_Text block_
________

Far from family and friends, there is no joy in the backyard barbecue, no sparklers, no parades. We create our own holidays and eventful celebrations just as we please. Each vacation spent with family, whether special occasion or not, each get together with far-away friends is a cause for festivities. The feast is spread, the champagne popped, no need for this date or that to enjoy what we have and give thanks. It’s all there, right in front of our eyes.


Cherries are out in full force, deep ruby red, plump and luscious. Rhubarb has hung around the marketplace long enough to woo the lovely cherry sitting coyly over at the other end and together they make a blissful, tempting, bewitching pair. What is summer without this match made in heaven? Rhubarb’s tangy intensity tamed by Cherry’s sweet perfume, cooked to tender perfection under a delicate cloud of dough. I made Dorie Greenspan’s Cherry Rhubarb Cobbler (with only slight changes) because I couldn’t help myself, because it was just what summer called for!


CHERRY RHUBARB COBBLER
From Dorie Greenspan’s Baking From My Home to Yours

For the filling:
1 pound red cherries, pitted and halved
12 ounces (3 – 4 fat stalks) rhubarb, trimmed, peeled and cut into ½-inch slices
1/3 cup sugar
1 Tbs cornstarch
1 tsp ground cinnamon


For the cobbler dough:
¾ cup flour
¾ cup whole wheat flour
3 Tbs packed light brown sugar
2 tsps baking powder
½ tsp salt
¼ tsp ground cinnamon
6 Tbs (3/4 stick) unsalted butter, cubed
½ cup whole milk (I had none so used half heavy cream and half low fat milk)
1 – 2 Tbs cinnamon sugar for sprinkling over the dough, optional

Preheat the oven to 375°F (190°C). Butter an 8-inch square baking dish.

Prepare the filling:
Mix the prepared cherries and rhubarb together in a large bowl. Sift the cornstarch over the sugar and cinnamon and stir to combine. Sprinkle over the fruit and toss until the dry ingredients are evenly coating the fruit. Toss the fruit often while you prepare the cobbler dough.

Prepare the cobbler dough:
Put both flours, the brown sugar, baking powder, salt and cinnamon in a large bowl (Dorie uses a food processor). Stir or whisk to blend. Add the cubes of butter and, using only your fingertips, quickly rub the butter into the dry ingredients until incorporated and the mixture resembles coarse meal or wet sand. Working very quickly, add the milk and stir with a spoon or fork until well incorporated and you have a smooth, thick batter (Dorie makes a dough but mine made a thick batter which worked perfectly). The dough should be light and fluffy, so don’t overwork.

________

_Explore the material_
(1) In the cobbler recipe text, what size and shape of baking dish is buttered?
(2) Extract the passage of the cobbler recipe text word for word, starting at "For the cobbler" and ending at "square baking dish.".

________

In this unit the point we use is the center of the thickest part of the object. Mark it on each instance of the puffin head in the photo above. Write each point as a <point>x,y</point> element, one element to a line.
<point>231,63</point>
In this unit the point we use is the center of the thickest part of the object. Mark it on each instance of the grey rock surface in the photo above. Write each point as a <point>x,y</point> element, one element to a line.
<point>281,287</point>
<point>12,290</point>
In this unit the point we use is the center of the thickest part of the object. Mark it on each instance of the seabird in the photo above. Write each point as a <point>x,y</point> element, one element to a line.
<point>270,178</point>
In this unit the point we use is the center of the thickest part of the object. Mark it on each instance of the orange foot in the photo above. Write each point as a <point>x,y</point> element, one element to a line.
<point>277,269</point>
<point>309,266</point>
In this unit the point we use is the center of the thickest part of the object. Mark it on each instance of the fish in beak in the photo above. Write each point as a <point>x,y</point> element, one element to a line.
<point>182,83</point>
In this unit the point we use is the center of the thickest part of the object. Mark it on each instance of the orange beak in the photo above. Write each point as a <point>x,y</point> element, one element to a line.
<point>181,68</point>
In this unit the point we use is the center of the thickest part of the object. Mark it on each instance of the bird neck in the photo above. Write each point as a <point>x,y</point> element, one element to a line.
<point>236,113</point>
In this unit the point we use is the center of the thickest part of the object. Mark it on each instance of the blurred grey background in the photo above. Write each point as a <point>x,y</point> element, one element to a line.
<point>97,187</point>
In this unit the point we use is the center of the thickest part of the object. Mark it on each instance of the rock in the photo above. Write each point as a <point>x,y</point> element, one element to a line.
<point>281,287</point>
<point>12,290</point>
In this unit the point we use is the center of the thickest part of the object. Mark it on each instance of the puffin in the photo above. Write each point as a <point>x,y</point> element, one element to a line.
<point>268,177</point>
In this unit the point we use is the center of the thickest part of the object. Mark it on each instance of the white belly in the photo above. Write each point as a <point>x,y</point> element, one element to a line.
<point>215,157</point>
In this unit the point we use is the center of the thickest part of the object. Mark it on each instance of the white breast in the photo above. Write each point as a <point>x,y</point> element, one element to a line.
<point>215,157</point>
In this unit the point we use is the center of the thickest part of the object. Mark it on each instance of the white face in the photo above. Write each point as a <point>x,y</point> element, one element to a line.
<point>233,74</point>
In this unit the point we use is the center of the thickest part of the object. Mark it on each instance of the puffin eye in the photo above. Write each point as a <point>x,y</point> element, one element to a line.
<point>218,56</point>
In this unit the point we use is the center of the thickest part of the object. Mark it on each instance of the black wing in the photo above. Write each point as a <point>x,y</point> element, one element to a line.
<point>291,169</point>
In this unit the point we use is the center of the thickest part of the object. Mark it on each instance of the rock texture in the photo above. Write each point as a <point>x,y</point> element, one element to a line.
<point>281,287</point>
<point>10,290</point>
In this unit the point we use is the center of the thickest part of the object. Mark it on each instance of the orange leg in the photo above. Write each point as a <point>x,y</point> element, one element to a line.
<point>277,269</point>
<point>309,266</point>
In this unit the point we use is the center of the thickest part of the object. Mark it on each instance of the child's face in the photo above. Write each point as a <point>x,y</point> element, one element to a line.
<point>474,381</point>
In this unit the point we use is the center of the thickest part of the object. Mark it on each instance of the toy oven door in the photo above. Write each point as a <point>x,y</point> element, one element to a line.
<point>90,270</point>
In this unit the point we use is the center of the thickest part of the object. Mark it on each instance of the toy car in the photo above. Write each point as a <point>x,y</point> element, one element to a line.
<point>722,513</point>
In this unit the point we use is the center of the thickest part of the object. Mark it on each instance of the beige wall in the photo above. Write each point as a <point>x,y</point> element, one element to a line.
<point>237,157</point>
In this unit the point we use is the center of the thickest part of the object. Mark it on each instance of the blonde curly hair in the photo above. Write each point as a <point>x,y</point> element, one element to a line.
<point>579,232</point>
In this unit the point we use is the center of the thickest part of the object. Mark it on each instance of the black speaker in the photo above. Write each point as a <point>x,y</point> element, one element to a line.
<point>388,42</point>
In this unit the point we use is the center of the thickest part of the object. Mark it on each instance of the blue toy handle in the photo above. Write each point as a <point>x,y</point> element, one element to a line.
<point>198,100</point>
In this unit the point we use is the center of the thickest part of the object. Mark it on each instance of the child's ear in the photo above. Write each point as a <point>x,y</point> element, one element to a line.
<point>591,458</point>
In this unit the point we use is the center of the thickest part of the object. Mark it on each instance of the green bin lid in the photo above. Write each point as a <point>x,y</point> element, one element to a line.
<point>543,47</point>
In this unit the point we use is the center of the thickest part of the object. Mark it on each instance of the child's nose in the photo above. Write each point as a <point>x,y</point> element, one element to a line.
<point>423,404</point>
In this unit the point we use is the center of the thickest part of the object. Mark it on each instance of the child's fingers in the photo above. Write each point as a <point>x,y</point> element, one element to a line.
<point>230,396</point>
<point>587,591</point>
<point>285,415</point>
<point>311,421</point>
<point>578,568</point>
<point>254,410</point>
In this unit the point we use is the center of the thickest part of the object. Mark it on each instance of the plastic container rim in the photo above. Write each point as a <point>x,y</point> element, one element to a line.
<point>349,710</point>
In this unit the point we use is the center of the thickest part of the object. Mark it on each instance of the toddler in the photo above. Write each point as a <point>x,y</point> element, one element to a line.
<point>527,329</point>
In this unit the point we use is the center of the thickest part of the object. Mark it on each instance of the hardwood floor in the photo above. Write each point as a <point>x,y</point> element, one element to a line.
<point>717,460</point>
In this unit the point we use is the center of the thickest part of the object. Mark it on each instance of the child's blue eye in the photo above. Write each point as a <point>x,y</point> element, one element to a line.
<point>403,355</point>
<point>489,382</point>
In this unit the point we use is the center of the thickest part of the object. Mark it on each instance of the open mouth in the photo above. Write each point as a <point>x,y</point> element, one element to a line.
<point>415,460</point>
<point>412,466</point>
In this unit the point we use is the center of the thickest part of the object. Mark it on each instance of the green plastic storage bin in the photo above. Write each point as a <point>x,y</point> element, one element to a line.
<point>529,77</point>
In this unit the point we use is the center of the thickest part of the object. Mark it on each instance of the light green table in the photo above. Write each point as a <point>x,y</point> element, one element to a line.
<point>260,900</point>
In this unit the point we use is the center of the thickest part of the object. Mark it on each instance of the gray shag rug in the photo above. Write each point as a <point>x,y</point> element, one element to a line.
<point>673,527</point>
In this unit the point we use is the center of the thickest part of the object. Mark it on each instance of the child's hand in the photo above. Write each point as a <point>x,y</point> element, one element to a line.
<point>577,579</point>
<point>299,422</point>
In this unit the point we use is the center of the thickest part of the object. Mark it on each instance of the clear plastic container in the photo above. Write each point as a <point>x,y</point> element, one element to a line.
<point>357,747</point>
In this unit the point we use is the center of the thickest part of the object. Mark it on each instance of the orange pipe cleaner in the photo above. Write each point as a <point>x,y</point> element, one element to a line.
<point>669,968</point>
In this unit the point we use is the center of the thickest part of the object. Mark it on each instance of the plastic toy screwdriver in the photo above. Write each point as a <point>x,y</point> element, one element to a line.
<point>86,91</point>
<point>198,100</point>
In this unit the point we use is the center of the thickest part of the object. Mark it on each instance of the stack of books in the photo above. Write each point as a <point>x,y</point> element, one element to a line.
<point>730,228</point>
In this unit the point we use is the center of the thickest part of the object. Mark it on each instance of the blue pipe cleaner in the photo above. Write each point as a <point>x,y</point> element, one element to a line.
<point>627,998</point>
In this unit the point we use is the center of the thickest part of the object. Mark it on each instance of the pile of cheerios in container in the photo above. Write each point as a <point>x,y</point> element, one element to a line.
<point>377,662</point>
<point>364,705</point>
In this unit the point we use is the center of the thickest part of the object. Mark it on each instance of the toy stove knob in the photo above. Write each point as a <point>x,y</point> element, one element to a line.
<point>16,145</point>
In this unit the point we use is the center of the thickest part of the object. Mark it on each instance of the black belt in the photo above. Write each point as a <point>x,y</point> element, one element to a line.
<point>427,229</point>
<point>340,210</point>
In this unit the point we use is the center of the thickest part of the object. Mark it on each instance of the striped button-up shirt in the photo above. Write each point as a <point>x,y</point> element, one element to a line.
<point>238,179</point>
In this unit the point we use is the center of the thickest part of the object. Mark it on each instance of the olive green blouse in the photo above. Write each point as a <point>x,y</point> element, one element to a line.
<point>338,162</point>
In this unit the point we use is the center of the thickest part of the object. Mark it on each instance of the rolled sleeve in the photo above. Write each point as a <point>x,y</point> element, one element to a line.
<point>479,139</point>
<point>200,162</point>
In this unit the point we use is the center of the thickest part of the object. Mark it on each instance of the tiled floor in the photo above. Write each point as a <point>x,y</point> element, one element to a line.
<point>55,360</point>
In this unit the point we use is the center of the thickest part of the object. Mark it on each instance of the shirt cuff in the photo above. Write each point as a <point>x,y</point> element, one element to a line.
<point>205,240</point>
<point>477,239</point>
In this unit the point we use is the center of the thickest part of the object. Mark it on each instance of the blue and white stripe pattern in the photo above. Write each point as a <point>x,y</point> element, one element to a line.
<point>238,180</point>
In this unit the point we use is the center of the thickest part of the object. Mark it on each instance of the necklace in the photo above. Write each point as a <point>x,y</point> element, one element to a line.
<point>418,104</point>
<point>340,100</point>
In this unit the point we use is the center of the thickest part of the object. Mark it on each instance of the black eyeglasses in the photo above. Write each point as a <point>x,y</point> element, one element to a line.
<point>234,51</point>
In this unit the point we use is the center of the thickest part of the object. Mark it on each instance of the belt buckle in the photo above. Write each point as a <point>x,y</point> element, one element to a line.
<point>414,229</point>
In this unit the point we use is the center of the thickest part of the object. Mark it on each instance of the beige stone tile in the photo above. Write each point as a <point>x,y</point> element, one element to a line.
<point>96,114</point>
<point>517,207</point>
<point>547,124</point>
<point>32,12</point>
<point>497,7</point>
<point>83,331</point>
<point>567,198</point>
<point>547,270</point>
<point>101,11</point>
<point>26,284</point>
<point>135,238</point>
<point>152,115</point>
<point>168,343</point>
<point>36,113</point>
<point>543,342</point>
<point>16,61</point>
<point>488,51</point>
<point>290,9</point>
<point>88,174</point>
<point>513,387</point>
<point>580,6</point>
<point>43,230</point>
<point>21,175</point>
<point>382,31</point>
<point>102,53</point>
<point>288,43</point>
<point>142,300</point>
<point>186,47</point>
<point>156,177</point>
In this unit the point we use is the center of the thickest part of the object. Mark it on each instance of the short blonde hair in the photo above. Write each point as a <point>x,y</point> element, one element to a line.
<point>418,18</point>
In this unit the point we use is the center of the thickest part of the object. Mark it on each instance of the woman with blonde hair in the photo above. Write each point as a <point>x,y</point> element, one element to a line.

________

_Responses_
(1) An 8-inch square baking dish.

(2)
For the cobbler dough:
¾ cup flour
¾ cup whole wheat flour
3 Tbs packed light brown sugar
2 tsps baking powder
½ tsp salt
¼ tsp ground cinnamon
6 Tbs (3/4 stick) unsalted butter, cubed
½ cup whole milk (I had none so used half heavy cream and half low fat milk)
1 – 2 Tbs cinnamon sugar for sprinkling over the dough, optional

Preheat the oven to 375°F (190°C). Butter an 8-inch square baking dish.